··· Records supplied

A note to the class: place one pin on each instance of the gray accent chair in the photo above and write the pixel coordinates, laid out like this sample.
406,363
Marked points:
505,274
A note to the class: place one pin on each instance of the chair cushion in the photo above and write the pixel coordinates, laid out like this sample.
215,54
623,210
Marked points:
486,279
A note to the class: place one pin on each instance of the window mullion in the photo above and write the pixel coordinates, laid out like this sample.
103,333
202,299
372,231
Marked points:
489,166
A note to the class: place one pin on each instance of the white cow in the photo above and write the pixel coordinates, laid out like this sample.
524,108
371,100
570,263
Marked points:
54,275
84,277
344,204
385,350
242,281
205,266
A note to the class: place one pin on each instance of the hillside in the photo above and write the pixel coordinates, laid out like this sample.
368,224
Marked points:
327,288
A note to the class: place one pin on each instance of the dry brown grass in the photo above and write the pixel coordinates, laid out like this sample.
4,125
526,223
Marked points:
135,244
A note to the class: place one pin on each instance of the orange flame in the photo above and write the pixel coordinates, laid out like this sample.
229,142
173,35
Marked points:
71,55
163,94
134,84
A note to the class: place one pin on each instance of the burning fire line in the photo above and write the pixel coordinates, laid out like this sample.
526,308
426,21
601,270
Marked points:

······

- What you are asked to do -
Faithfully reproduce all of the records, character for character.

- Response to the exercise -
A note to the class: place one pin on each instance of the gray accent chair in the photo above and write the pixel coordinates, laid out like this sample.
406,363
Marked points:
505,274
A note to the class: place one pin on each instance of the chair cushion in the photo above and write the pixel coordinates, laid out like this sample.
215,54
623,210
Marked points:
486,279
A note to the class: place one pin on each instance of the window mullion in the photo above and write the pixel coordinates, laid out like this sample.
103,333
202,299
372,231
Marked points:
489,166
A note to the class: place one pin on each instance of the white cow in the photo above and write the pixel coordinates, laid out like this sample.
524,108
371,100
570,263
Marked points:
54,275
84,277
344,204
385,350
242,281
205,266
A note to the class: place one pin on each instance of the hillside in the photo above and write the pixel coordinates, laid out like this sample.
368,224
Marked points:
327,288
A note to the class: place one pin on each instance of the dry brown grass in the photo above and write the pixel coordinates, laid out like this sample.
4,125
526,223
Marked points:
135,244
A note to the class: place one pin on each instance of the orange flame in the photo above and write the pixel coordinates, laid out like this sample.
229,142
173,35
Marked points:
71,55
163,94
134,84
A note to the class: place one pin on each instance of the burning fire line in the photo above and write the pixel coordinates, laid out like this sample.
526,308
426,21
601,270
Marked points:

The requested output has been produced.